— Data supplied —

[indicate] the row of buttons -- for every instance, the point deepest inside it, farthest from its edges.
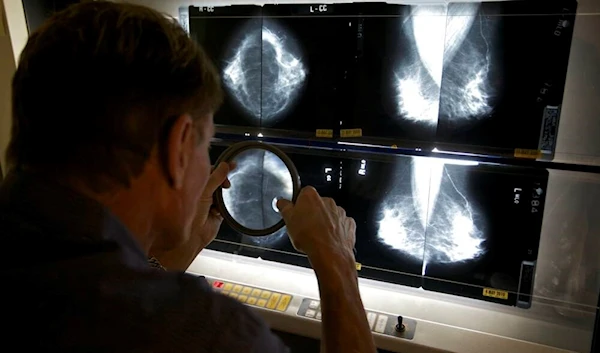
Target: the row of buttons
(254, 296)
(377, 323)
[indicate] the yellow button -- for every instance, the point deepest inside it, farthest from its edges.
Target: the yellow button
(283, 304)
(273, 301)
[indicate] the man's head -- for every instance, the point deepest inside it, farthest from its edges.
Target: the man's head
(110, 95)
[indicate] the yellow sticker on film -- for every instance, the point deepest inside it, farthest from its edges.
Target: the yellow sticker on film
(324, 133)
(350, 132)
(495, 293)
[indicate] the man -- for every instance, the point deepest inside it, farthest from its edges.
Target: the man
(108, 159)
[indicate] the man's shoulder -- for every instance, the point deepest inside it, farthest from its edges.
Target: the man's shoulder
(226, 324)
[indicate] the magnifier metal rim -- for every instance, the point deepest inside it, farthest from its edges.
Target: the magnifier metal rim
(235, 150)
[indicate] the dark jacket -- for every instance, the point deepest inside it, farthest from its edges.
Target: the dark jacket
(75, 280)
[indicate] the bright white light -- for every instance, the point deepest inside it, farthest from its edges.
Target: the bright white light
(263, 74)
(445, 230)
(466, 93)
(393, 230)
(438, 36)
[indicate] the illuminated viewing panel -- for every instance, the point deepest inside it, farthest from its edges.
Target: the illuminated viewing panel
(443, 225)
(469, 77)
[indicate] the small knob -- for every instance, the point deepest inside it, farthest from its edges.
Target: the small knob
(400, 327)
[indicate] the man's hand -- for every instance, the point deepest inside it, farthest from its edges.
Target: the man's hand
(320, 228)
(205, 225)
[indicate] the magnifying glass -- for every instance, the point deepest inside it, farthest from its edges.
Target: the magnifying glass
(263, 175)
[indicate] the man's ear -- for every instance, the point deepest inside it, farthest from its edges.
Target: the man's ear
(178, 152)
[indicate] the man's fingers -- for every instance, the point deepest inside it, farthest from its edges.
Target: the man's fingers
(285, 208)
(217, 178)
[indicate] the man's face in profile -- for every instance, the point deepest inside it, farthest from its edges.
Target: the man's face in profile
(184, 199)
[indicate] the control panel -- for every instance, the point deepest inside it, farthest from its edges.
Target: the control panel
(381, 323)
(254, 296)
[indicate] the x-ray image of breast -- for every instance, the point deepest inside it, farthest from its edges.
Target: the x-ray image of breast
(466, 89)
(265, 71)
(454, 230)
(259, 178)
(436, 222)
(417, 84)
(437, 34)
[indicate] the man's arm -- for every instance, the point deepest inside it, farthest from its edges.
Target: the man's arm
(344, 326)
(319, 228)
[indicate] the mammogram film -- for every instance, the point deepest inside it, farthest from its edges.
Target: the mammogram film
(444, 225)
(259, 179)
(462, 76)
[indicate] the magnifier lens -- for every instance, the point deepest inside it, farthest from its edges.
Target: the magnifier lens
(258, 181)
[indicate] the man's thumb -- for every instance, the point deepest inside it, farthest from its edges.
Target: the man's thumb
(285, 207)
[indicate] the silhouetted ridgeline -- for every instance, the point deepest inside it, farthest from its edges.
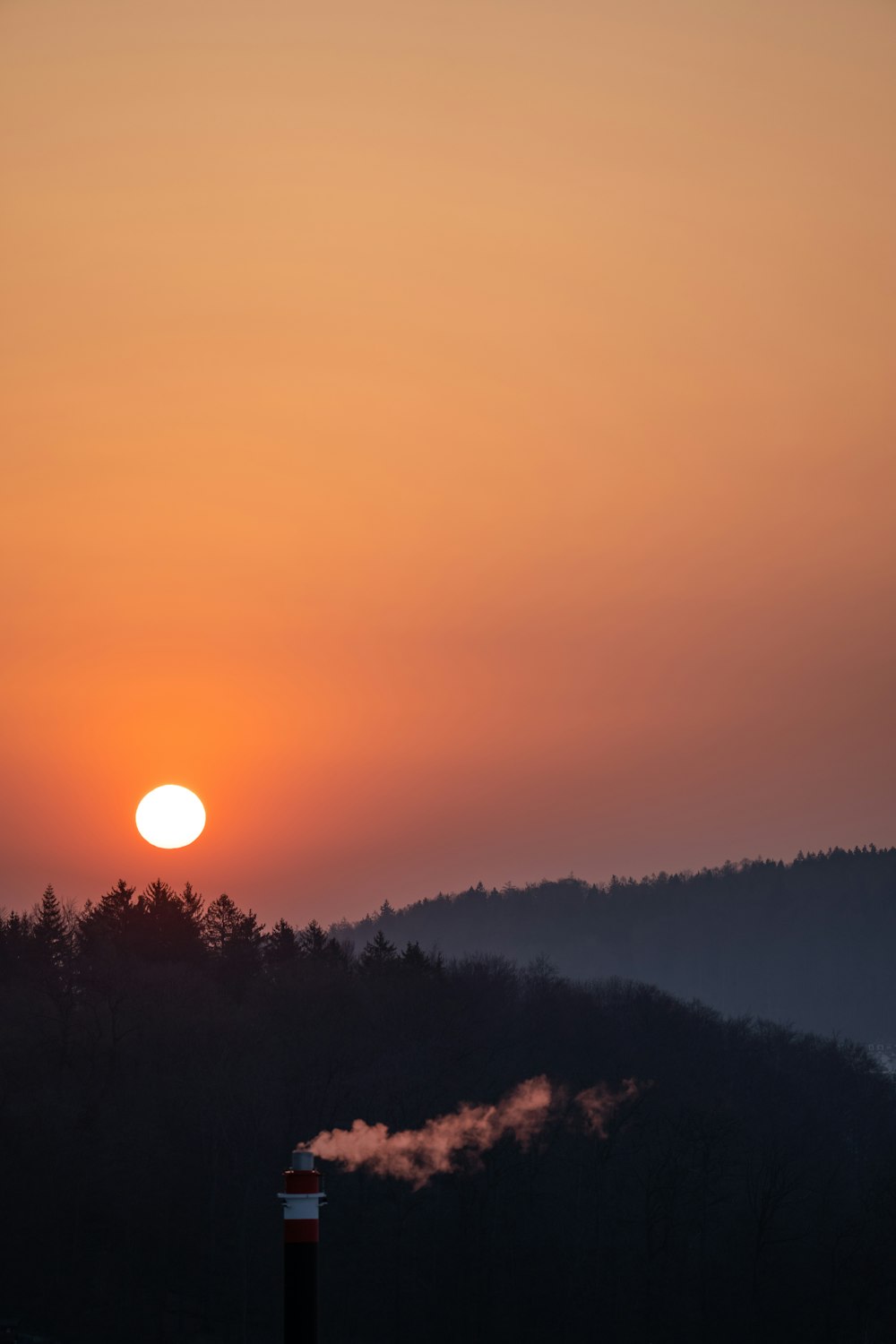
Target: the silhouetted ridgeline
(159, 1061)
(809, 943)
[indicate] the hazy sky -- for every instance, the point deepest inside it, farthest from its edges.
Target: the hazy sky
(454, 438)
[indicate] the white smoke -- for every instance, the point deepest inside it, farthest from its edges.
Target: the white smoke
(417, 1155)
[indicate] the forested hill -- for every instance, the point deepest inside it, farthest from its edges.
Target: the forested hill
(160, 1058)
(812, 943)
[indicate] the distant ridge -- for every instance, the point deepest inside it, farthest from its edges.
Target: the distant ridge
(812, 943)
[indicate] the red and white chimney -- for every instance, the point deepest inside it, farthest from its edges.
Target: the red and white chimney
(301, 1201)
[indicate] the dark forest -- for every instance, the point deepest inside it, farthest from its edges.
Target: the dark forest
(161, 1058)
(807, 943)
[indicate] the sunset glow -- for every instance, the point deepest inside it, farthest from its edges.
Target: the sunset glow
(460, 435)
(171, 817)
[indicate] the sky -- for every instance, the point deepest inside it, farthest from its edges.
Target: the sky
(454, 437)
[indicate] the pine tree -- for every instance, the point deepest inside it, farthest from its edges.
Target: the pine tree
(281, 945)
(51, 940)
(379, 954)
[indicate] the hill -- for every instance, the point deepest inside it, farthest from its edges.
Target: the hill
(159, 1062)
(809, 943)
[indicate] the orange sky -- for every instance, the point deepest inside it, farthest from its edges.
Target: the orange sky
(455, 438)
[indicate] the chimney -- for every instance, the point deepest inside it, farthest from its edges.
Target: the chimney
(301, 1201)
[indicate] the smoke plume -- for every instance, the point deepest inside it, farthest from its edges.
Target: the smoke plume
(598, 1104)
(417, 1155)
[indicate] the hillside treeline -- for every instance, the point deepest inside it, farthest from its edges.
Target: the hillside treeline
(159, 1059)
(807, 943)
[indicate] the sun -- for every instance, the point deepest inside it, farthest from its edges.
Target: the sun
(171, 816)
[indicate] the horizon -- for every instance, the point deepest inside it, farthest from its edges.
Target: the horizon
(449, 441)
(268, 914)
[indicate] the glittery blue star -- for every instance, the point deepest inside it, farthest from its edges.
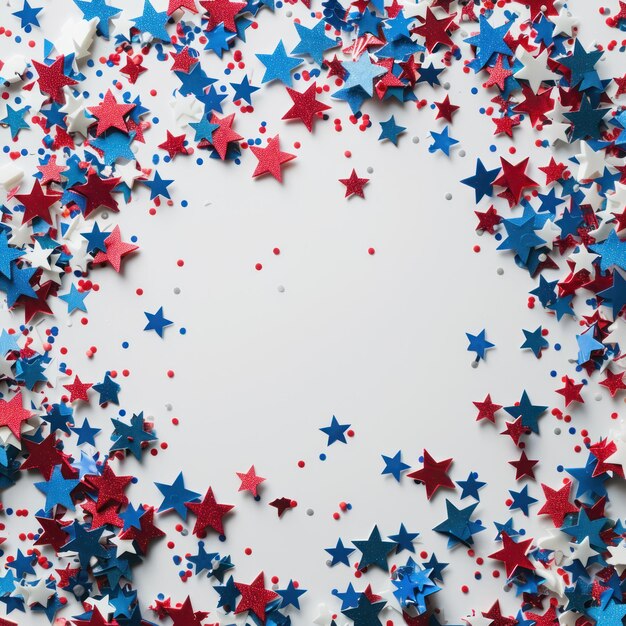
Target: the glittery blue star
(175, 496)
(394, 465)
(278, 65)
(339, 554)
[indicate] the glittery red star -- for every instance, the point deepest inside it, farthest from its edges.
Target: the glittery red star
(250, 481)
(45, 455)
(183, 61)
(174, 5)
(445, 109)
(271, 159)
(116, 249)
(37, 203)
(174, 144)
(110, 114)
(109, 487)
(524, 467)
(185, 615)
(51, 171)
(222, 12)
(53, 533)
(97, 193)
(488, 220)
(52, 79)
(553, 171)
(209, 513)
(435, 31)
(148, 533)
(515, 430)
(132, 69)
(255, 597)
(513, 555)
(108, 515)
(557, 504)
(305, 107)
(613, 382)
(13, 414)
(571, 391)
(434, 475)
(224, 134)
(354, 185)
(514, 179)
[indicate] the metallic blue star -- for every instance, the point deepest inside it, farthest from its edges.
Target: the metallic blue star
(335, 432)
(157, 322)
(479, 344)
(86, 433)
(394, 465)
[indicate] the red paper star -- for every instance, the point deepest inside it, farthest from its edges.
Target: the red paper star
(524, 467)
(354, 185)
(223, 135)
(209, 513)
(571, 391)
(174, 5)
(222, 12)
(13, 414)
(97, 193)
(185, 615)
(488, 220)
(132, 70)
(250, 481)
(271, 159)
(487, 409)
(78, 390)
(183, 61)
(116, 250)
(557, 504)
(434, 475)
(255, 597)
(110, 487)
(514, 179)
(174, 144)
(513, 555)
(148, 533)
(305, 107)
(52, 79)
(37, 203)
(445, 109)
(110, 114)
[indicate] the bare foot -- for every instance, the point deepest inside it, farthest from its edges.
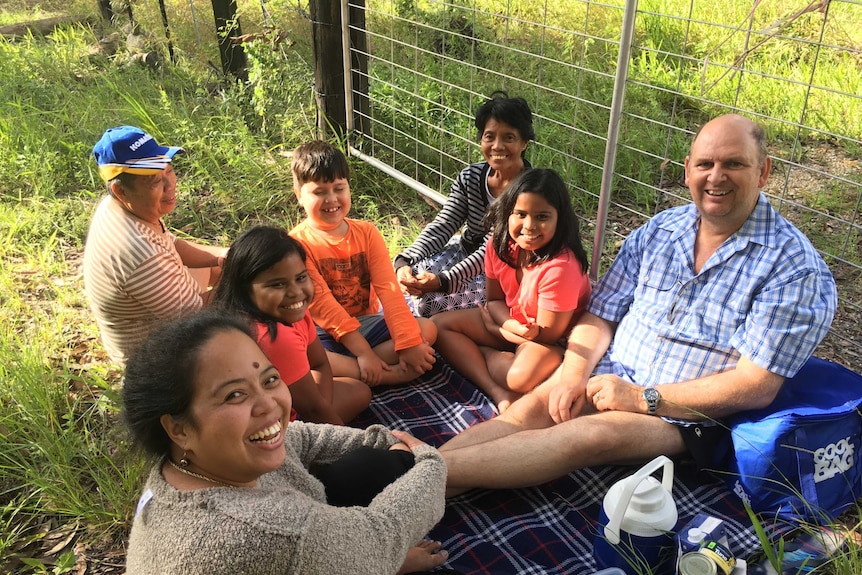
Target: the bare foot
(505, 398)
(423, 557)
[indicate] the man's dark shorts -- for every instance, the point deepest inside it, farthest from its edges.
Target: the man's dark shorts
(708, 445)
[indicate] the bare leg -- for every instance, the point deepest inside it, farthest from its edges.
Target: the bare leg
(536, 456)
(533, 363)
(461, 337)
(350, 397)
(424, 557)
(499, 363)
(528, 412)
(347, 366)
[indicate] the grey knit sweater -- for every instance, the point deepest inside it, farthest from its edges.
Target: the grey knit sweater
(284, 526)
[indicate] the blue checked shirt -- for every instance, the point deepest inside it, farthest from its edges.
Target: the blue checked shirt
(764, 294)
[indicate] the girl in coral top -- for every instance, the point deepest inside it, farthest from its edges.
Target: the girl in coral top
(265, 278)
(537, 288)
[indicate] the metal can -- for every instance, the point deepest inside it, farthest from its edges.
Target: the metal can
(712, 558)
(720, 555)
(696, 563)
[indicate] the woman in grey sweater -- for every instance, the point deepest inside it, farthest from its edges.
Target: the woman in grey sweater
(231, 490)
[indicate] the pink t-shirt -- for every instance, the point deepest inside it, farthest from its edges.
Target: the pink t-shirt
(557, 285)
(289, 351)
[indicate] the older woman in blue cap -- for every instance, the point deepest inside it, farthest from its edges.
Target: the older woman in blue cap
(137, 274)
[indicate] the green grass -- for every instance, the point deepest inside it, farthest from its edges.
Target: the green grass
(62, 456)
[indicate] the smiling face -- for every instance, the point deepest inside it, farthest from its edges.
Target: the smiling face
(533, 221)
(725, 172)
(234, 432)
(325, 203)
(149, 197)
(283, 291)
(502, 146)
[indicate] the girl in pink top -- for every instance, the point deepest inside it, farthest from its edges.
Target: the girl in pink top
(265, 278)
(537, 288)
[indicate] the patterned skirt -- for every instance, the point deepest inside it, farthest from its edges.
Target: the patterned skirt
(472, 295)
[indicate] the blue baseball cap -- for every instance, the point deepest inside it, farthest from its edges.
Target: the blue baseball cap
(131, 150)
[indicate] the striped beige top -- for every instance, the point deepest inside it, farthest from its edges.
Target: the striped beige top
(133, 278)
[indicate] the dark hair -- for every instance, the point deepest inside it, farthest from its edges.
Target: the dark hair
(513, 111)
(160, 374)
(318, 161)
(254, 251)
(548, 184)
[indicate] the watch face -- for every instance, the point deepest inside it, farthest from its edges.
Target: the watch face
(651, 396)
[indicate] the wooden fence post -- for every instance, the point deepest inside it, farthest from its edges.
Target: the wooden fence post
(328, 66)
(106, 10)
(233, 60)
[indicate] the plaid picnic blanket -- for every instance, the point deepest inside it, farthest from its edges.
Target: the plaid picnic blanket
(544, 530)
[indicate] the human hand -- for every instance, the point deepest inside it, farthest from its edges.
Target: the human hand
(488, 319)
(420, 358)
(422, 282)
(529, 331)
(566, 399)
(406, 442)
(405, 277)
(371, 368)
(607, 392)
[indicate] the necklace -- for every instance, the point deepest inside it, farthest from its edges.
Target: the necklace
(198, 475)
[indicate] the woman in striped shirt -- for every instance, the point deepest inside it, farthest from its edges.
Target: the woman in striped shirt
(443, 270)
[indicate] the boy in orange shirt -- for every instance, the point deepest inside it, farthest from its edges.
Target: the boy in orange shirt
(351, 270)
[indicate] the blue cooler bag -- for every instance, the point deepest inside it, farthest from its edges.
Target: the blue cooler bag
(800, 457)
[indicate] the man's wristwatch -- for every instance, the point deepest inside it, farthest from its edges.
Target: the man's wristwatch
(651, 396)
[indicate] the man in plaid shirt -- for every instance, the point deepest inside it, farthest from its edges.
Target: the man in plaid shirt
(705, 311)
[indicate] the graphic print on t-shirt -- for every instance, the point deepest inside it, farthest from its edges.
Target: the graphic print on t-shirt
(349, 280)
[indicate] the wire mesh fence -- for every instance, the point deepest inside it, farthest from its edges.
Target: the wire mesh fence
(795, 67)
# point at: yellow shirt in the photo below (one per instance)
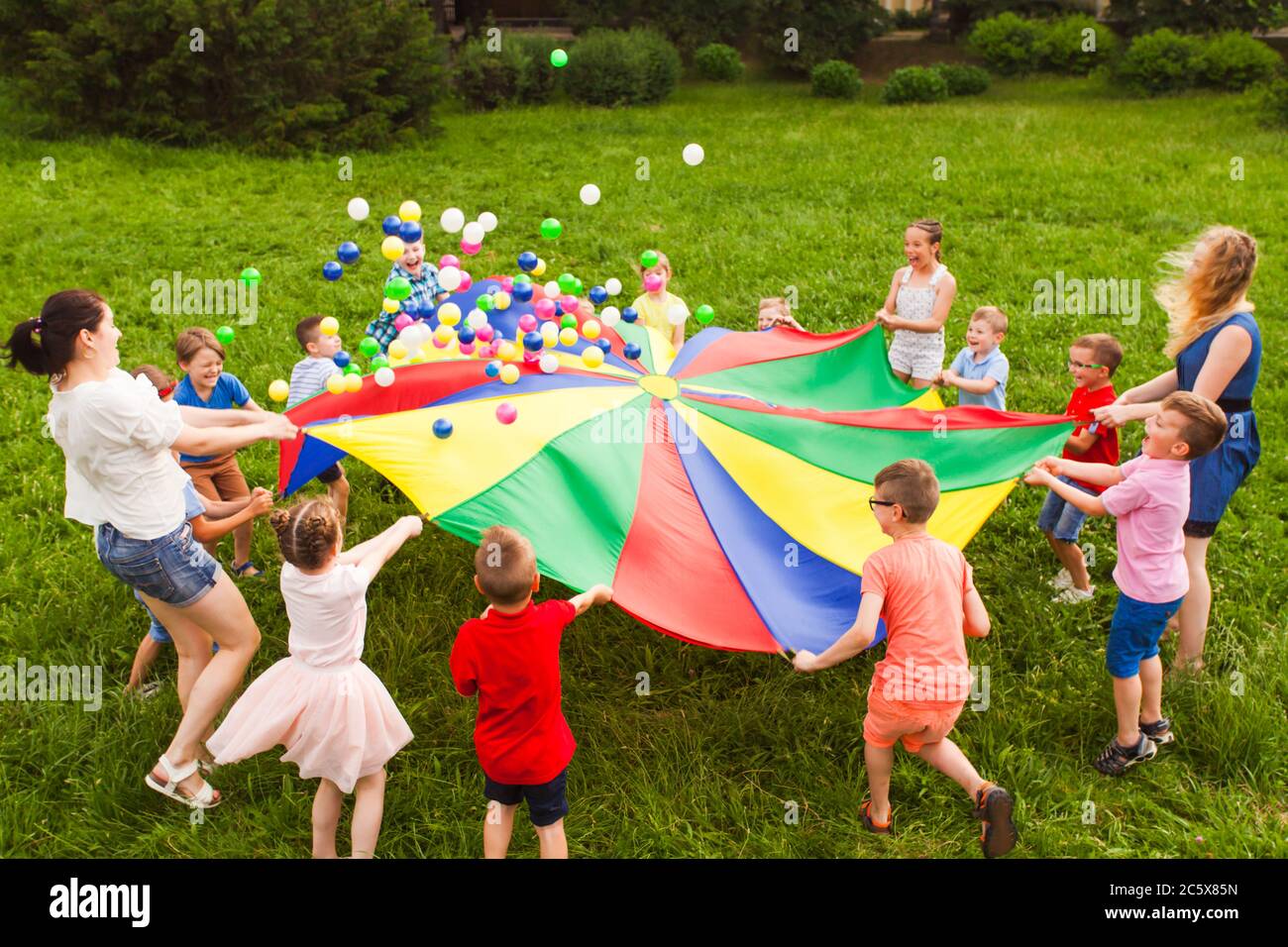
(655, 313)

— Exercise —
For this task, write out exactly the lines of the entries above, starting at the line with "[indicate] the girl in pink" and ending at the line with "[indicate] the patterned", both included, and no others.

— Output of the task —
[indicate] the girl in pink top -- for every instance, the point deepest inside it, farthest from its edges.
Target: the girl in pink top
(265, 278)
(537, 288)
[indicate] the patterned skirt -- for every instance, the point deepest inside it, farthest from its edges.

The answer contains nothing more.